Text –
##########

The simplest example of the problem (but not the only example I can exhibit) is: suppose I'm given a higher order function f : (a -> b) -> c. I'd like to prove that f = (\g => f (\x => g x)).
In my own reasoning, it should be pretty straightforward: just apply eta-equivalence twice (once inside, and then outside).
If I wanted to prove f = (\x => f x), a simple Refl would have sufficed: this led me to think that "Idris knows about eta-equivalence". But then again, the same solution didn't work for f = (\g => f (\x => g x)).
At that point, I tried using rewrite, but couldn't find a way to reference the g in (\g => f (\x => g x)):
lemma : {g : a -> b} -> g = (\x => g x)
lemma = Refl
theorem : {f : (a -> b) -> c} ->
f = (\g => f (\x => g x))
theorem = rewrite (lemma {g = _}) in Refl
But, of course, Idris can't figure out what _ should be, and neither do I.
This can be further reduced to the problem of proving (\g => f g) = (\g => f (\x => g x)), of course, because Idris knows equality is transitive and knows about eta-equivalence (at least when it's not "hidden" in lambda abstractions).
I'm starting to believe that what I'm experiencing is somehow happening because Idris doesn't know about extensionality: is there any other way of proving this (without tweaking the notion of equality I'm using, such as using setoids)?
I'm using Idris 1.3.2 from git.
You can postulate extensionality:
postulate
funext : {f, g : a -> b} -> ((x : a) -> f x = g x) -> f = g
theorem : {f : (a -> b) -> c} -> f = (\g => f (\x => g x))
theorem = funext $ \g => Refl

##########

Information supplied –
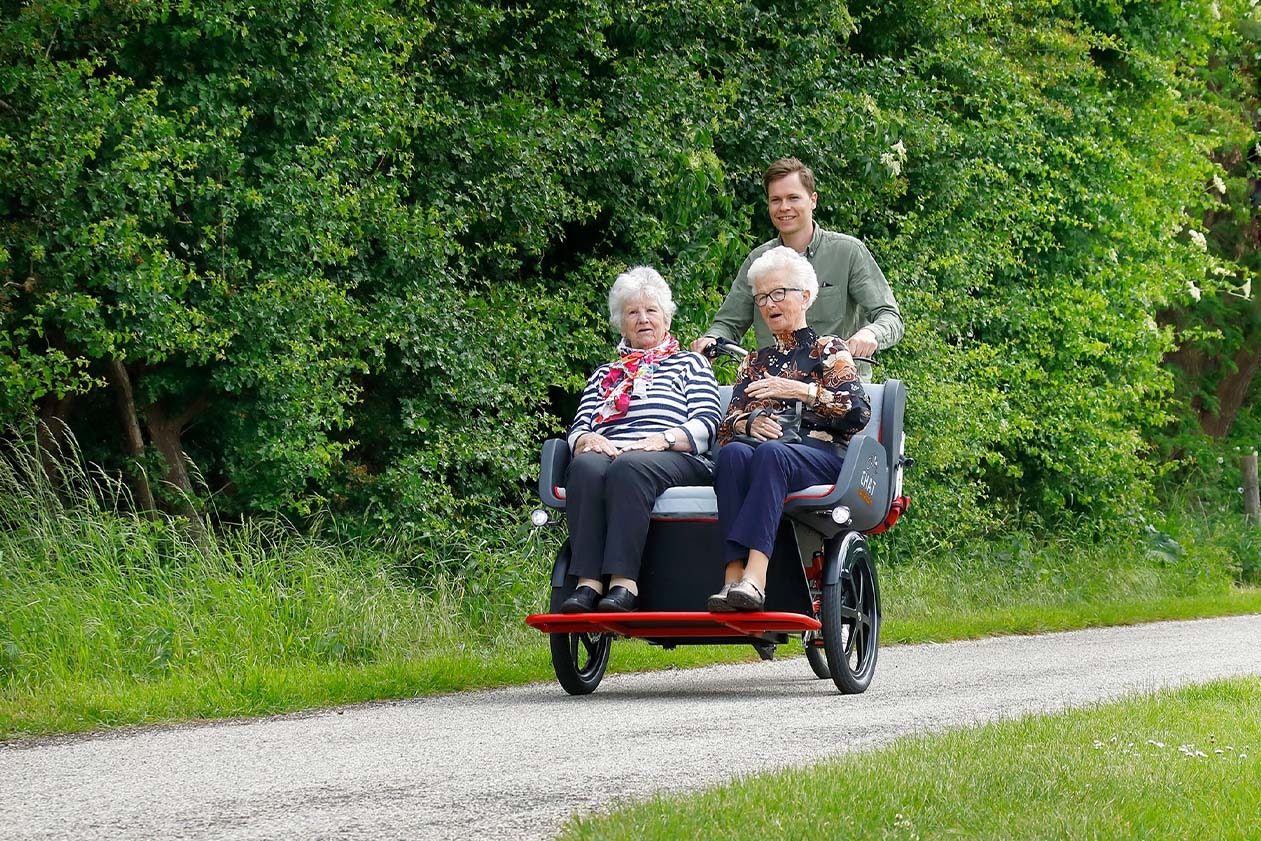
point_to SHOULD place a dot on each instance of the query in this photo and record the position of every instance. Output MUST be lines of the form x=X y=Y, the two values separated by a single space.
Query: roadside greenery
x=351 y=256
x=109 y=618
x=1178 y=764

##########

What you should do – List every distinct name that gets a type signature in the code of the Idris eta-equivalence thread.

Exercise output – lemma, theorem, funext